WHAT IS EXPECTED.
Every line of the entries below that includes "post" belongs in the answer, copied as written.

DATA SUPPLIED.
•••

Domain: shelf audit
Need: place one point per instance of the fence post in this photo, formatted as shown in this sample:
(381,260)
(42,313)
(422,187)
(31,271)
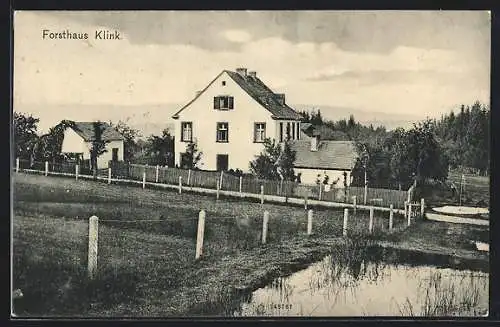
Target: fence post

•••

TASK RESPONSE.
Need: place one point per instance of the fence post in this photo, formatted as shown in this sample:
Target: fence post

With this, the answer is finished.